> _GIVEN TEXT_:
***

Technical Field
The present disclosure relates to an abnormality diagnosis apparatus applied to an exhaust gas purification apparatus of an internal combustion engine.
Description of the Related Art
It is known in prior arts to provide a NOx storage reduction catalyst (which will also be referred to as the “NSR catalyst” hereinafter) in an exhaust passage of an internal combustion engine that operates in a lean burn mode, in which the air-fuel ratio of the air-fuel mixture is a lean air-fuel ratio higher than the stoichiometric air-fuel ratio. The NSR catalyst has the function of storing NOx in the exhaust gas when the atmosphere around it has a lean air-fuel ratio and reducing NOx stored therein under the presence of a reducing agent when the atmosphere around it has a rich air-fuel ratio lower than the stoichiometric air-fuel ratio. It should be noted that the term “store” also means to adsorb, in this specification.
Patent Literatures 1 to 4 in the list given below disclose technologies pertaining to the method of determining deterioration of an NSR catalyst. For example, according to Patent Literature 1, two oxygen sensors having different sensitivities are provided downstream of an NSR catalyst. The difference between these sensors in the time until the sensor output becomes equal to or smaller than a specific value is measured. Furthermore the NOx storage amount (i.e. the amount of NOx stored in the NSR catalyst) is estimated. If the time difference measured as above is smaller than a predetermined time, it is determined that the NSR catalyst is sulfur poisoned. If the time difference is equal to or larger than the predetermined time and the estimated amount of stored NOx is smaller than a predetermined reference amount, it is determined that the NSR catalyst is deteriorated by heat.

***

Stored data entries

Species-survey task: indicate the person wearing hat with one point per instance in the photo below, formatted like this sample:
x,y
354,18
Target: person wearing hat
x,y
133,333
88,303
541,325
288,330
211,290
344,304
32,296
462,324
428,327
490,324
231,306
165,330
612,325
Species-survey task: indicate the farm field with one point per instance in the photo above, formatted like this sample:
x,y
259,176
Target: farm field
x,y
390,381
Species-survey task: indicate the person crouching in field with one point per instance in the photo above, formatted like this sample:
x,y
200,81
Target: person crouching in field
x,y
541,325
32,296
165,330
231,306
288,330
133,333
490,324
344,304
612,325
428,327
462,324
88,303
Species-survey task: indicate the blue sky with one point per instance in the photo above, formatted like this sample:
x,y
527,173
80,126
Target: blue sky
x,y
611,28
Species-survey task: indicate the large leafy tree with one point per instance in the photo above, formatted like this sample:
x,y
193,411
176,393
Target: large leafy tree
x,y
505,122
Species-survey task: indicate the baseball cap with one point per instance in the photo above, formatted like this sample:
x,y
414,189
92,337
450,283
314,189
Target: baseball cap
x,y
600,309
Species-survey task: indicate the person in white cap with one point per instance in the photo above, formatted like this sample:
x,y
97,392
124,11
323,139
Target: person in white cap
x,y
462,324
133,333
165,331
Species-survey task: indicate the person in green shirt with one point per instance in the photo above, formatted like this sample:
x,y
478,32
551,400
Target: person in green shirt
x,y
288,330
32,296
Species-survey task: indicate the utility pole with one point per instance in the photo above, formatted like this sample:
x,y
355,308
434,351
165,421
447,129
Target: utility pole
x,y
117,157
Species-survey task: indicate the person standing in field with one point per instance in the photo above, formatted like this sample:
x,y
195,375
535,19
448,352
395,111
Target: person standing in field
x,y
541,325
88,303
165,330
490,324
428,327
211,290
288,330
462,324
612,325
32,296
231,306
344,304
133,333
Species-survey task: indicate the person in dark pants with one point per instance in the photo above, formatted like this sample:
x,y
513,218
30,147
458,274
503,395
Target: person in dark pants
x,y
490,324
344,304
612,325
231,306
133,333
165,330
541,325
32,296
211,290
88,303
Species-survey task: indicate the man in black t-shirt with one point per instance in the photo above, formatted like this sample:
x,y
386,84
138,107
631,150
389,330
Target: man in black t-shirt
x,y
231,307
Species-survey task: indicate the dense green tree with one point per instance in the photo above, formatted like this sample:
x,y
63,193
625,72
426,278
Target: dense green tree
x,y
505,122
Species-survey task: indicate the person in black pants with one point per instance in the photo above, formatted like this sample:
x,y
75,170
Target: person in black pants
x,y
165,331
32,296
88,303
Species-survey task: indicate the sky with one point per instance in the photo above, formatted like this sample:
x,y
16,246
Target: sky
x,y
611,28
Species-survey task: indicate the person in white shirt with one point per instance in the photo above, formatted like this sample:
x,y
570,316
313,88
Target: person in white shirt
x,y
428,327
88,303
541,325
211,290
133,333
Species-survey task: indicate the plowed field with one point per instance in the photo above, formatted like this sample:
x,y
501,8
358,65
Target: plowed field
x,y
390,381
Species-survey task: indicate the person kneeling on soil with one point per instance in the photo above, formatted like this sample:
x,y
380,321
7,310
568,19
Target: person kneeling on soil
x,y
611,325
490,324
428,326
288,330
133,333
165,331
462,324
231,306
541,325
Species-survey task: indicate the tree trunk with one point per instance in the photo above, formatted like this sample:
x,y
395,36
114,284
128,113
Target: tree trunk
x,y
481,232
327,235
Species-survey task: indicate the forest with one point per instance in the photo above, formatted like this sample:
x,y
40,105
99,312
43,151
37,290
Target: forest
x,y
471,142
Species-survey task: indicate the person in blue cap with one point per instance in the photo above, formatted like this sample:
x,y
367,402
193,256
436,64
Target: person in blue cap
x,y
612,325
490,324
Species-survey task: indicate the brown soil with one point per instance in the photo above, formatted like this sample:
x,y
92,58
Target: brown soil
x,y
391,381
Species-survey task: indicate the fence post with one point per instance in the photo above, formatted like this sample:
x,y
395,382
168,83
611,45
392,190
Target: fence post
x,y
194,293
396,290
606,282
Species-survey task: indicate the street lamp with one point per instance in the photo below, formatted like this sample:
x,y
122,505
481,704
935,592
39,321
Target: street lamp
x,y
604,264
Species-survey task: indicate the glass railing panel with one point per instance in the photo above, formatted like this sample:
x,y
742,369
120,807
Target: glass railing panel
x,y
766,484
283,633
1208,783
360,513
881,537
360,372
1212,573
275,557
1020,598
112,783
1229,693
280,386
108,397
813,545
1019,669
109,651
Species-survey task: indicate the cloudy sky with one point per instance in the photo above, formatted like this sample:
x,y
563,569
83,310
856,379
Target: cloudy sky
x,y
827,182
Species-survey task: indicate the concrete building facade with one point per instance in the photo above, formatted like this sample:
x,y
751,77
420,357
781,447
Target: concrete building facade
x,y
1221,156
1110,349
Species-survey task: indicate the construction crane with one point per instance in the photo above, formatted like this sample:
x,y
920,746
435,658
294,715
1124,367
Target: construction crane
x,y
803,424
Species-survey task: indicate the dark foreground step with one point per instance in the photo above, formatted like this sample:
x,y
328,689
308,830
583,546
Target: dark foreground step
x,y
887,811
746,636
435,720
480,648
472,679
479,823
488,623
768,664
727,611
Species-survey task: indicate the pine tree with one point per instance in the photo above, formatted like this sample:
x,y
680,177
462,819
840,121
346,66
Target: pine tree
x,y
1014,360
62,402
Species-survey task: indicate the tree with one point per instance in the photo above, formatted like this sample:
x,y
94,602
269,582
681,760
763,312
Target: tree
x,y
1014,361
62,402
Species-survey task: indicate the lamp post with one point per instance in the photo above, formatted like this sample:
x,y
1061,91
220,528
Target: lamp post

***

> _APPLY WHAT YOU READ_:
1/ Answer these questions about the patent text on NSR catalyst diagnosis:
(a) What does the NSR catalyst do with NOx in the exhaust gas when the atmosphere around it has a lean air-fuel ratio?
(b) According to Patent Literature 1, how many oxygen sensors are provided, and where are they placed?
(c) Under Patent Literature 1, what is determined when the measured time difference is smaller than a predetermined time?
2/ Write the next part of the patent text on NSR catalyst diagnosis, picking up after its final sentence.

> _PER-TASK OUTPUTS_:
1/
(a) It stores the NOx.
(b) Two oxygen sensors with different sensitivities are provided downstream of the NSR catalyst.
(c) It is determined that the NSR catalyst is sulfur poisoned.

2/
According to Patent Literature 2, an ideal NOx storage amount is calculated using a map that specifies the NOx storage amount in the NSR catalyst taking account of aging, and the actual NOx storage amount is calculated on the basis of a measurement value of an NOx sensor provided in the exhaust passage. If the difference between the ideal NOx storage amount and the actual NOx storage amount after performing desulfurization control is smaller than a threshold, it is determined that the NSR catalyst has recovered from sulfur poisoning by the desulfurization control. If the difference is larger than the threshold, it is determined that the NSR catalyst is deteriorated by heat.
According to Patent Literature 3, the NOx storage amount is calculated on the basis of an output of a sensor provided downstream of the NSR catalyst during what is called the rich spike process. If the NOx storage amount thus calculated is smaller than a threshold, it is determined that the NSR catalyst is deteriorated.
According to Patent Literature 4, the NOx storage amount in the NSR catalyst is estimated. If the concentration of NOx measured by an NOx sensor provided downstream of the NSR catalyst is equal to or higher than a specific concentration at the time when the estimated NOx storage amount reaches the maximum amount of NOx that the NSR catalyst in a normal condition can store, after storage of NOx by the NSR catalyst is restarted after NOx reduction control, it is determined that the NSR catalyst is deteriorated.